Given passage
↓↓↓

That's why treating these things as "one size fits all" is a bad call, IMO.10
good luck, i too am on this sugar cutting journey.5
Sugar IS addictive and an addiction. Cocaine is a harmless plant processed into a white addictive powder. Sugar? A harmless plant processed into a white addictive powder. Just because you don't act high or do goofy things, does not mean you don't have an addiction. And diet sugar substitutes DO give you sugar cravings. You know what your body is doing and the feelings of lack of control and spiraling into more sugar abuse is very real. There are some good suggestions and ways of dealing with your addiction in this thread. It may not be easy, but you CAN conquer this just as any other addiction is conquered. You were created with unlimited potential. Believe in yourself and NEVER give up.
The difference is that cocaine makes you physically dependent. You're not physically dependent on sugar. In fact, your body makes its own sugar if you don't eat it because you kinda need it to live, like water and air.29
Good luck, I find myself getting off the sugar and doing really well for a while, then spiraling back. Usually it takes me a week to get over it again. During that time I do a few things, I tell myself there’s always tomorrow if I really still want it, and I drink a water and have a piece of fruit and try to ignore the craving (I find after that and about 20 minutes it helps!)
Mid afternoon is my weak time, so I try to busy myself right before the cravings normally hit, distractions help!
Also, I brush my teeth around 8:30 at night, after I put my daughter to bed. That way I don’t like the feeling of food in my mouth I’m not a night snacker so that’s just reinforcing it for me, but my husband is very much a night snacker and doing that helps him a lot!
Good luck! It’s so hard but even though I keep lapsing, every time it is easier- I’m learning how to flex my willpower muscles4
I get that my opinion is not the norm. I'm just sharing what has helped me. I've lost 100 pounds while still eating sugar and counting calories. When I stopped eating added sugars and artificial sweeteners, it wasn't to lose weight. I was sick with 5 separate illnesses over the course of 3 months. I was told by my primary care physician that sugar weakens the immune system and that I should cut all the added sugars from my diet. Following Dr's orders, I did. I haven't been sick since and my palate has changed tremendously. I have a much greater relationship with food. Maybe this will work for you, maybe it wont. If nothing else it can help your immune system and reset your palate a bit. I have no intention on staying off of sugar for the rest of my life but for right now I'm perfectly happy without it.17
I had to break the sugar habitat in January if I was going to lose any weight. First I rid my home of all foods with added sugar, then I cut out eating starchy carbs with dinner. It only took 3-4 days of doing this before I noticed I wasn’t craving anymore. I use Stevia to sweeten my coffee or steel cut oats in the morning. I’m down 9 lbs so far and it’s not difficult to stick to my plan. Cutting starchy carbs at dinner was a break through for me. That really helped to cut the cravings. I still have 1 treat meal a week so I don’t feel deprived. Good luck on your journey.

↑↑↑

Supplied information
↓↓↓

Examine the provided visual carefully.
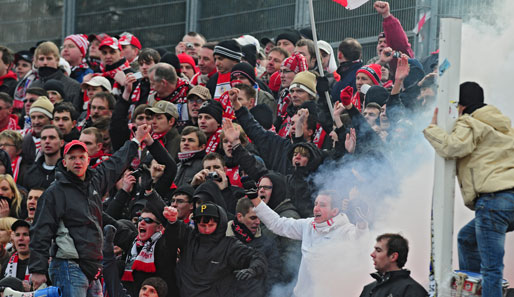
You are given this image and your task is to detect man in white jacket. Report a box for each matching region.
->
[247,191,368,297]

↑↑↑

Task instructions
A. Revise the sugar discussion between "Also, I brush" and "helps him a lot!", inclusive, replacing "night snacker" with "late-night eater".
B. In the sugar discussion, the commenter who lost 100 pounds writes, "When I stopped eating added sugars and artificial sweeteners, it wasn't to lose weight." What reason does this commenter give for stopping?
C. Continue the sugar discussion from the point where it stops.
The material bears no relation to the sugar discussion.

Per-task outputs
A.
Also, I brush my teeth around 8:30 at night, after I put my daughter to bed. That way I don’t like the feeling of food in my mouth I’m not a late-night eater so that’s just reinforcing it for me, but my husband is very much a late-night eater and doing that helps him a lot!

B. The commenter had been sick with five separate illnesses over three months. Their primary care physician said that sugar weakens the immune system and that they should cut all added sugars from their diet, so they followed the doctor's orders.

C.
Not sure why this got "woo"ed. It sounds like a pretty sensible plan that's working well for you. Granted it might not work for everyone, but good for you.2
Whatever works for you. Will you be able to eat this way for the long term? Is it sustainable over time?
Because over 80% of people that lose weight, gain it back within 5 years and many gain back even more weight than they lost. Some statistics put it at higher that 80%. I am in that over 80% that gain back weight within 5 years. This time, for me, it is going to be all foods in moderation, and that definitely includes sweets.3
I struggle with sugar issues too. I live with chronic pain from back surgery, avoid using pain meds, and find that eating sugary foods gives me a serotonin "hit" that eases my pain for a few minutes. But this is a vicious cycle, because as soon as my blood sugar levels drop I find myself craving more sugar. I have put on 20 pounds since surgery and menopause because I eat too many sugary foods on top of a healthy diet (whole grains, lean protein, olive oil, lots of fruits and veggies) and daily exercise. I am now trying to find a way to get off the sugar rollercoaster. I don't buy treats for myself because I know I will binge if I do, but my spouse often brings home ice cream, chocolate, and cookies as a treat for me when he buys treats for himself and our son. I have gone so far as to thank him and then quietly throw the food away to keep from eating it myself. I need to find a better way.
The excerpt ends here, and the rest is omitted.